● The input
----

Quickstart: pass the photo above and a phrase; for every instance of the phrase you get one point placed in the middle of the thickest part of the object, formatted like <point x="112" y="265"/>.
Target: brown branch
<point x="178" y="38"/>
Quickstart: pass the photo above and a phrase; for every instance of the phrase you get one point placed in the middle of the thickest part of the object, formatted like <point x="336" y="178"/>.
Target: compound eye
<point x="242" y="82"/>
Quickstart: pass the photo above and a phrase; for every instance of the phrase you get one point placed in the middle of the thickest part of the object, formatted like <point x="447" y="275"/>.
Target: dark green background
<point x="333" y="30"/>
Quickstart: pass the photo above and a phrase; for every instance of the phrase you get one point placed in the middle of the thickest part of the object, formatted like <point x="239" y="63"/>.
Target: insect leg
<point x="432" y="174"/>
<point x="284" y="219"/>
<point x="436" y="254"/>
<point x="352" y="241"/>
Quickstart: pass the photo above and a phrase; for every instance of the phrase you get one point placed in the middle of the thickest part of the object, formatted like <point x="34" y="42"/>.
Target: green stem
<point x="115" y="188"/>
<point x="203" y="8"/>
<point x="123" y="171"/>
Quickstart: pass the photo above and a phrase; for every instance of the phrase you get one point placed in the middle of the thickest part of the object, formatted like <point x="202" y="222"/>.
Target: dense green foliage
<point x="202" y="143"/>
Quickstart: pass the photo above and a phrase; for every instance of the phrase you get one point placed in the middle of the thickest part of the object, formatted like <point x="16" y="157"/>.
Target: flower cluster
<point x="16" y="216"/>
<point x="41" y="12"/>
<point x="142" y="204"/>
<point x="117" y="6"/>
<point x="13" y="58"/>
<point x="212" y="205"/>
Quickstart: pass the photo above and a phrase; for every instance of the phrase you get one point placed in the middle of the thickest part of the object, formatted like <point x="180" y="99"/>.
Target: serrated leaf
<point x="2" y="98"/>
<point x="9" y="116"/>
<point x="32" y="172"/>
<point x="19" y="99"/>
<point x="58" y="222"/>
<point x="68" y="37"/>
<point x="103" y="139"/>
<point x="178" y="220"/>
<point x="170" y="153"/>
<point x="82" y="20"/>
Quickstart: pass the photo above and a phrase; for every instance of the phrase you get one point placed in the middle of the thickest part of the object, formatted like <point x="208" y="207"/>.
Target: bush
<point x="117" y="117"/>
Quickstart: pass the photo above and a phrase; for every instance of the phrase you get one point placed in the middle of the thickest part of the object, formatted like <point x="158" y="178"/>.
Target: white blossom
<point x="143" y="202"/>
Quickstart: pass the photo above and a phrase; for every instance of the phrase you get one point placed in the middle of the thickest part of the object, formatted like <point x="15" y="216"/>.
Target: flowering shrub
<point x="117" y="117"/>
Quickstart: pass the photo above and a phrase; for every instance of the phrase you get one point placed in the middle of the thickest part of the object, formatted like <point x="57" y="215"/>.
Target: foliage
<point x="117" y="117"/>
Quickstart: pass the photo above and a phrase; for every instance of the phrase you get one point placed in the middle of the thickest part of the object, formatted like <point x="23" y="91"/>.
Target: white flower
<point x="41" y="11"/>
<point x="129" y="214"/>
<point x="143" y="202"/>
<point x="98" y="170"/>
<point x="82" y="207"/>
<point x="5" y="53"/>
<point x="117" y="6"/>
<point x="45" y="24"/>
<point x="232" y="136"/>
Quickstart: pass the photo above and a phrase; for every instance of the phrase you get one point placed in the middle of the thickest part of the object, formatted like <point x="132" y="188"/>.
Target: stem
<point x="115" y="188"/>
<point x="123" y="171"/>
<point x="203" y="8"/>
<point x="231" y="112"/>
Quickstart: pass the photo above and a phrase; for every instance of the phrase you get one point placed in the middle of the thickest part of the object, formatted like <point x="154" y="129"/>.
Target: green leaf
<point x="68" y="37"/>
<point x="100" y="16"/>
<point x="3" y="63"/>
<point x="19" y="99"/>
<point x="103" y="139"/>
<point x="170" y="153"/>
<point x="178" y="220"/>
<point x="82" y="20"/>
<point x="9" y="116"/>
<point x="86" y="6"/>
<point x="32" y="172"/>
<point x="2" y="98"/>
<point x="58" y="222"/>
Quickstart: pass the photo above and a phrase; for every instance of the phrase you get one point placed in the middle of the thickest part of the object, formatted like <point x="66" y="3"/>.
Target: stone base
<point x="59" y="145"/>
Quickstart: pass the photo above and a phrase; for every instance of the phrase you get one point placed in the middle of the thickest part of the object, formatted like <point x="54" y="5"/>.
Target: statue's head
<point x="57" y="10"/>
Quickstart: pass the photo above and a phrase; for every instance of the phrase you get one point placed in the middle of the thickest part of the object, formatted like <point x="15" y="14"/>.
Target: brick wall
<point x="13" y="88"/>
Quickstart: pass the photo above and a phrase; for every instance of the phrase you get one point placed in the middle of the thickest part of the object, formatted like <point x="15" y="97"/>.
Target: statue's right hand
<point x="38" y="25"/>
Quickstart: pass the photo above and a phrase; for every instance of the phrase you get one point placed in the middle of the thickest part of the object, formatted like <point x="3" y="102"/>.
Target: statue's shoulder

----

● Exercise goal
Every one of the records is to be copied word for word.

● Response
Quickstart: pass the photo above and a phrase; for every instance of the phrase you get one point placed in the middle of the thickest part of the object, formatted like <point x="112" y="265"/>.
Target: brown branch
<point x="178" y="38"/>
Quickstart: pass the photo above and a phrase; for every instance of the phrase you get one point placed in the middle of the thickest part of the object, formatted like <point x="336" y="178"/>.
Target: compound eye
<point x="242" y="82"/>
Quickstart: pass the photo above and a phrase; for every instance of the phrase you get one point placed in the middle of the thickest part of the object, formatted like <point x="447" y="275"/>.
Target: dark green background
<point x="333" y="30"/>
Quickstart: pass the photo above and a phrase; for every instance of the phrase you get one point placed in the middle of the thickest part of the object, formatted like <point x="239" y="63"/>.
Target: insect leg
<point x="432" y="174"/>
<point x="284" y="219"/>
<point x="436" y="254"/>
<point x="352" y="241"/>
Quickstart: pass the photo above and a phrase; for every instance of the phrase you get one point placed in the middle of the thickest part of the object, formatted like <point x="34" y="42"/>.
Target: green stem
<point x="115" y="188"/>
<point x="203" y="8"/>
<point x="123" y="171"/>
Quickstart: pass the photo above and a phrase; for every instance of the phrase you get one point placed in the middle of the thickest part of the object, formatted like <point x="202" y="222"/>.
Target: dense green foliage
<point x="202" y="143"/>
Quickstart: pass the photo above and a phrase; for every instance of the phrase you get one point placed in the middle of the thickest part of the object, formatted like <point x="16" y="157"/>.
Target: flower cluster
<point x="16" y="216"/>
<point x="41" y="12"/>
<point x="142" y="204"/>
<point x="117" y="6"/>
<point x="13" y="58"/>
<point x="212" y="205"/>
Quickstart: pass the photo above and a phrase; for every instance of the phrase you get one point placed in the middle of the thickest part of the object, formatted like <point x="180" y="99"/>.
Target: serrated leaf
<point x="2" y="98"/>
<point x="9" y="116"/>
<point x="32" y="172"/>
<point x="19" y="99"/>
<point x="58" y="222"/>
<point x="68" y="37"/>
<point x="103" y="139"/>
<point x="178" y="220"/>
<point x="170" y="153"/>
<point x="82" y="20"/>
Quickstart: pass the photo above and a phrase; for every instance of the phrase you get one point placed in the middle of the thickest part of the object, formatted like <point x="208" y="207"/>.
Target: bush
<point x="117" y="117"/>
Quickstart: pass the photo above and a phrase; for every instance of the phrase you get one point placed in the middle of the thickest part of the object, formatted like <point x="158" y="178"/>.
Target: white blossom
<point x="143" y="202"/>
Quickstart: pass the photo above and a phrase; for every instance of the phrase you get one point placed in the middle of the thickest part of the object, formatted like <point x="15" y="216"/>.
Target: flowering shrub
<point x="117" y="117"/>
Quickstart: pass the photo above and a phrase; for every instance of the phrase you get one point placed in the middle of the thickest part of the object, formatted like <point x="57" y="215"/>.
Target: foliage
<point x="117" y="117"/>
Quickstart: pass the photo above and a phrase; for every instance of the phrase you get one point placed in the middle of the thickest part of the object, formatted like <point x="23" y="91"/>.
Target: white flower
<point x="41" y="11"/>
<point x="129" y="214"/>
<point x="143" y="202"/>
<point x="98" y="170"/>
<point x="82" y="207"/>
<point x="5" y="53"/>
<point x="117" y="6"/>
<point x="45" y="24"/>
<point x="232" y="136"/>
Quickstart: pass the photo above and a phrase; for every instance of the phrase you get one point placed in the middle of the thickest part of the object, formatted like <point x="132" y="188"/>.
Target: stem
<point x="115" y="188"/>
<point x="123" y="171"/>
<point x="203" y="8"/>
<point x="231" y="112"/>
Quickstart: pass the photo above and a phrase; for every instance of the phrase you get one point placed in the middle of the thickest part of the object, formatted like <point x="154" y="129"/>.
Target: green leaf
<point x="68" y="37"/>
<point x="100" y="16"/>
<point x="3" y="63"/>
<point x="19" y="99"/>
<point x="103" y="139"/>
<point x="170" y="153"/>
<point x="178" y="220"/>
<point x="82" y="20"/>
<point x="9" y="116"/>
<point x="86" y="6"/>
<point x="32" y="172"/>
<point x="2" y="98"/>
<point x="58" y="222"/>
Quickstart: pass the photo above and a phrase; for every instance of the phrase you get one point placed in the middle of the thickest part of the object, formatted like <point x="66" y="3"/>.
Target: stone base
<point x="59" y="145"/>
Quickstart: pass the photo above and a phrase; for every instance of the phrase you get one point placed in the middle of the thickest part of the object, formatted like <point x="54" y="5"/>.
Target: statue's head
<point x="57" y="10"/>
Quickstart: pass the photo above and a phrase; for every instance of the phrase you get one point placed in the middle of the thickest part of the object, formatted like <point x="15" y="14"/>.
Target: brick wall
<point x="13" y="88"/>
Quickstart: pass the photo above and a phrase; for every instance of the phrase you get one point placed in the middle of the thickest part of the object, formatted like <point x="15" y="97"/>.
Target: statue's right hand
<point x="38" y="25"/>
Quickstart: pass the photo above and a phrase; for every instance of the phrase you get one point placed in the middle of the thickest part of the object, formatted like <point x="3" y="102"/>.
Target: statue's shoulder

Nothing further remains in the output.